▸ **STATED TASK**:
Copy out every line of the material below that contains the string "mirror". Case counts.

⁂

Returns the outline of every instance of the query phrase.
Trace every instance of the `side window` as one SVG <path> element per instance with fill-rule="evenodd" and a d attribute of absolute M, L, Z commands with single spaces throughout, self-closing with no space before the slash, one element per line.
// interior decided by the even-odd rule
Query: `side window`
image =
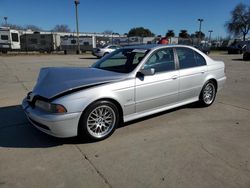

⁂

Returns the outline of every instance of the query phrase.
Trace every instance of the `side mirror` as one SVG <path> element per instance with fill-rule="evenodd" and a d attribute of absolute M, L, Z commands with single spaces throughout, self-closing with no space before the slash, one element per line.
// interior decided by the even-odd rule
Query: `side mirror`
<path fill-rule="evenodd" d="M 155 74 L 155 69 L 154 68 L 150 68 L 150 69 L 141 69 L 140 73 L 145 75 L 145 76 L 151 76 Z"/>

⁂

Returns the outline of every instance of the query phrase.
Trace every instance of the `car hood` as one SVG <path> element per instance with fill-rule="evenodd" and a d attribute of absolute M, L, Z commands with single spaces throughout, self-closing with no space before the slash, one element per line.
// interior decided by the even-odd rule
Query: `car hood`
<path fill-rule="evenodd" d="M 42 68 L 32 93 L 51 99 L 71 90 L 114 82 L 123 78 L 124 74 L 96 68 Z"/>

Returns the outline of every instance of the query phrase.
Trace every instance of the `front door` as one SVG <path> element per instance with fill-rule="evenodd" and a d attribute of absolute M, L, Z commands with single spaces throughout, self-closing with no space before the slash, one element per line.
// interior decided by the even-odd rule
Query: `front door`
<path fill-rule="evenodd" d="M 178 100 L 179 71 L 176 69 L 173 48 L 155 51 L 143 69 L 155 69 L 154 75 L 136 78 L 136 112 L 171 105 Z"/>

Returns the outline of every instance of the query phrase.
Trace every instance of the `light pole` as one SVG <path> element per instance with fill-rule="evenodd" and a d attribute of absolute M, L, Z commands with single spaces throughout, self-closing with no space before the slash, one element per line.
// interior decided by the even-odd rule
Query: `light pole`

⁂

▸ **ANSWER TO THIS TASK**:
Trace every instance of the `side mirror` as one SVG <path> element per instance with fill-rule="evenodd" and a d attribute of absolute M, L, Z commands with single spaces throughout, self-closing with no space before the slash, one element per line.
Query: `side mirror`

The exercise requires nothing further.